> [Work request] The answer must be every entry, retyped without a single difference.

[Dataset entries]
= Beginning of Section =

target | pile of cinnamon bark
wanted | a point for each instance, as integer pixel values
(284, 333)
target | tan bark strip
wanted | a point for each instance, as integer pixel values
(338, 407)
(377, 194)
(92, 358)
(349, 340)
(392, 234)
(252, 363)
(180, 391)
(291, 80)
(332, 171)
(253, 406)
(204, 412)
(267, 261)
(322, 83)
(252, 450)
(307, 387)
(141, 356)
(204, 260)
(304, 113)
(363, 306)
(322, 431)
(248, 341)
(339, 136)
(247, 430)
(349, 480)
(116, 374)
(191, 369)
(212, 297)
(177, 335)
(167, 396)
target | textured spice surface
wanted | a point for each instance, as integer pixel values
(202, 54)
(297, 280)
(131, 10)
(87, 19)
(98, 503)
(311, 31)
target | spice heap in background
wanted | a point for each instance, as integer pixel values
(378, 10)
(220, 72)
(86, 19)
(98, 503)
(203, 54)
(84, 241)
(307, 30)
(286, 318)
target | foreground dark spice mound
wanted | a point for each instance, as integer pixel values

= End of Section =

> [Result of the task]
target | pile of cinnamon bark
wanted | a point for each instance, as integer pixel values
(284, 333)
target | tan bark strip
wanted | a point for each instance, as integer pixel values
(338, 407)
(377, 194)
(92, 358)
(349, 340)
(392, 234)
(252, 363)
(180, 391)
(291, 80)
(332, 171)
(253, 406)
(204, 412)
(267, 261)
(322, 83)
(252, 450)
(307, 387)
(141, 356)
(204, 260)
(304, 113)
(363, 306)
(322, 431)
(248, 341)
(339, 136)
(247, 430)
(349, 480)
(116, 374)
(191, 369)
(212, 297)
(177, 335)
(167, 396)
target | textured spice surface
wanted | a point for each instance, as integer pixel values
(202, 54)
(297, 280)
(131, 10)
(87, 19)
(98, 503)
(311, 31)
target | spice heap in background
wanted | a point for each instance, as integer pixel values
(378, 10)
(220, 72)
(86, 19)
(98, 503)
(203, 54)
(84, 241)
(307, 30)
(286, 318)
target | foreground dark spice mound
wanted | a point for each instance, as integer pixel values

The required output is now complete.